TEXTO:
____
Entre o movimento frenético dos veículos que passam pela avenida, a casa de Sidnei é praticamente invisível. A via, inaugurada há 14 anos, é o principal ponto de ligação entre os 11 bairros da região, onde moram 120 mil pessoas.
Mas foi justamente ali, onde casas da vizinhança podem ser vendidas por até R$ 1,5 milhão, que o morador em situação de rua encontrou a paz que buscava para viver por uma década. “Eu conheço todas as cidades ao redor, mas escolhi aqui para viver 10 anos. É uma coisa que eu tenho comigo, de ficar uma década no mesmo lugar”, justificou ele, ressaltando que ainda restam dois anos para permanecer no canteiro da avenida.
Nesse período, ele conta que viu a cidade crescer e acompanhou parte do aumento populacional ao longo dos seus 126 anos de história. Movido ao som dos carros, que são como canção de ninar, ele teve que mudar a rotina nos últimos anos.
“Eu só durmo tranquilo com o barulho dos carros. Tenho medo do escuro e do silêncio. Tive que alterar minha rotina com o passar do tempo, porque, no horário de pico, não consigo atravessar a via, devido ao congestionamento.”
Sem querer entrar em detalhes sobre o passado, Sidnei disse que deixou a vida de pedreiro e pintor para trás. “Eu não gosto muito de falar sobre isso. Mas tenho duas filhas. Deixei elas pequenas em Cascavel (PR) e fui para o Norte do país. Depois fui descendo e parei aqui. Sou feliz desse jeito.”
Desapegado de bens materiais, tudo que o homem tem cabe no seu carrinho. Ele não se importa com o fato de armar e desarmar seu barraco todos os dias, no mesmo lugar. Muito menos se sente dor ou fome. “É maravilhoso abrir os olhos e poder sair por aí. Ter saúde e viver tranquilo”, ressaltou.
Sidnei passa o dia pelas ruas da Capital buscando material reciclável para poder vender e conseguir algum dinheiro. Com o pouco que arrecada, volta para o mesmo ponto, compra um pouco de comida e uma garrafa de pinga. Esta é a única refeição do dia dele.
Apesar de toda a vulnerabilidade, ele não aceita ajuda. “Já tentaram me tirar daqui. A Prefeitura veio, a polícia veio, mas aqui é minha casa. Faz tempo já que eles não passam por aqui. Todo mundo na região me conhece. Sabem que eu não incomodo ninguém.”
O homem, no entanto, não relutou em aceitar material reciclável para poder fazer renda. “Pode me trazer, mas tem que entregar em mãos. Quantas vezes já passaram aqui e disseram que deixaram cesta básica, e sumiu”, lamentou.
A única dor de cabeça, no momento, é um ‘vizinho’ indesejado. Outro homem também acampou a poucos metros de Sidnei, no mesmo canteiro. “Eu não gosto nem de olhar pra lá. Finjo que ele não existe. Eu cheguei primeiro.”
De acordo com o estudo do Observatório Brasileiro de Políticas Públicas com a População em Situação de Rua (OBPopRua/POLOS-UFMG), divulgado em março deste ano, há 1.091 pessoas vivendo em situação de rua na Capital.
____
Registros de origem:

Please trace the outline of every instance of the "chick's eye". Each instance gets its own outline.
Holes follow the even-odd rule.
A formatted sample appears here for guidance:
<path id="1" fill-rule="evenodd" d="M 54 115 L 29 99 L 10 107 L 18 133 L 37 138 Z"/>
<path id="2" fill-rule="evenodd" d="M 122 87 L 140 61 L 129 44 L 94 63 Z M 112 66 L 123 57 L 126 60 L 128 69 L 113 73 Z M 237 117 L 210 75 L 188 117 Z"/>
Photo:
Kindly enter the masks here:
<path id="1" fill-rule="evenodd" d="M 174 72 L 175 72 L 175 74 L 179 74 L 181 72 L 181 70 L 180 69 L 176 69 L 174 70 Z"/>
____
TAREFA A CUMPRIR:
Copie, sem nenhuma alteração, o trecho do texto sobre Sidnei que vai de "De acordo com" até "rua na Capital.", inclusive.

EXERCÍCIO RESOLVIDO:
De acordo com o estudo do Observatório Brasileiro de Políticas Públicas com a População em Situação de Rua (OBPopRua/POLOS-UFMG), divulgado em março deste ano, há 1.091 pessoas vivendo em situação de rua na Capital.